## [Page excerpt]
*** Block opens ***

Rochester Focuses On A New Picture Of American Manufacturing

Sep 29, 2014
Originally published on September 29, 2014 7:17 am

Rochester, N.Y., was once the imaging capital of the world, home to Kodak, Xerox and the eye care company, Bausch + Lomb.

Led by these companies, the manufacturing sector once employed 60 percent of Rochester's workforce. Now, that's less than 10 percent. And so, like many cities in this country, Rochester is trying to build something new from its manufacturing heritage.

If you want to understand the story of Rochester, says historian Carolyn Vacca, you need to come to High Falls, where from a bridge visitors see a waterfall and a panoramic view of downtown.

"We are in the heart of what was the center of Rochester, historically, and is still, somewhat, today," she says.

Part of the appeal to settlers was what she calls the "good dirt" around the Genesee River. "When Revolutionary soldiers came through the area they were coming from New England, where the dirt basically was good for holding rocks together at that point. And here, the soil is so fertile, so they immediately recognized the value of that and went home and told people there's a place we can get land where you can be a successful farmer," she says.

*** Block closes ***

## [Provided material]
*** Block opens ***

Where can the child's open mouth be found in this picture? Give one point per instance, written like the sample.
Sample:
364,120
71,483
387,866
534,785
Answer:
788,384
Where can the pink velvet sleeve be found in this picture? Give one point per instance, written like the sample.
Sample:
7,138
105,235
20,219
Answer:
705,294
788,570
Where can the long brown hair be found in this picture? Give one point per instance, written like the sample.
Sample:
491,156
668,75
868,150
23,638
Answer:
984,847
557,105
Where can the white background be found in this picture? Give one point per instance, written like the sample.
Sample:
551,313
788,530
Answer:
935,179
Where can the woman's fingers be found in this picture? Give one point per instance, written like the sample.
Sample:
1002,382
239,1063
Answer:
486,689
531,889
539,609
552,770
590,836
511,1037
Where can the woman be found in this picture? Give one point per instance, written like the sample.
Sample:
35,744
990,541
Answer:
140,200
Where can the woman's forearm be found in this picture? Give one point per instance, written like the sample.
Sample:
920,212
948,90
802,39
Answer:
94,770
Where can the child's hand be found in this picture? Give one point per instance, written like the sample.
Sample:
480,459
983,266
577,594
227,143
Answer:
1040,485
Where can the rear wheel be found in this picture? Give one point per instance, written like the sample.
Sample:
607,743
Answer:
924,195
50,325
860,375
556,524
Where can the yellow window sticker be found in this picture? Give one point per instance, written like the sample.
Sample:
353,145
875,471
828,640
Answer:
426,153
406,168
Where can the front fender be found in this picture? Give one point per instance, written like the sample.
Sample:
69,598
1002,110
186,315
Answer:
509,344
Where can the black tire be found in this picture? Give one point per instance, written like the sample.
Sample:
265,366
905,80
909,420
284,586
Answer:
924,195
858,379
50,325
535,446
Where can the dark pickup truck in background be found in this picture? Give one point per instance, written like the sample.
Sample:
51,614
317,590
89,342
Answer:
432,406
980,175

*** Block closes ***

## [The task]
Please continue the article on Rochester's manufacturing history, starting after its final sentence.

## [Task answer]
Farmers used the good Rochester dirt to grow grain. They needed somewhere to sell it, and that spawned flour mills — so many, in fact, that Rochester became known as Flour City. That legacy faded, though. The old mills along the river closed down — but the manufacturing seed had been planted. Eastman Kodak grew out of that.

For decades Rochester was Kodak.

At its peak in the 1980s, Kodak employed 60,000 people in the city. Today, it's just 2,300. It's been a painful collapse. And once again, in 2014, Rochester is trying to use its fertile soil to grow something new.

"Nobody ever wants to let go, obviously, not of something like Kodak that not only was so dominant, but had such a quality brand name. But, recognizing that we have to, we've moved on and created new things — new prospects for the future, building on what we had in the past," Vacca says.

'Just Gut Feel'

There are former Kodak employees at work in new places — like Exelis, which makes parts that may be in the Thirty Meter Telescope, one of the largest. When complete, it will peer out beyond the Milky Way, to the edge of the observable universe — 13 billion light-years away.

Mike Ognenovski, who is now with Exelis, worked at Kodak for 27 years, and sees parallels between the two companies. For example, Exelis uses polishers on its glass to make lenses, machines similar to ones used at Kodak on its camera lenses.

"The tradition is there. It just has another name. Now we're called Exelis," Ognenovski says. "The Kodak heritage technology that was there, that is essentially in the bedrock of what Kodak stood for back when George Eastman built it, is still there."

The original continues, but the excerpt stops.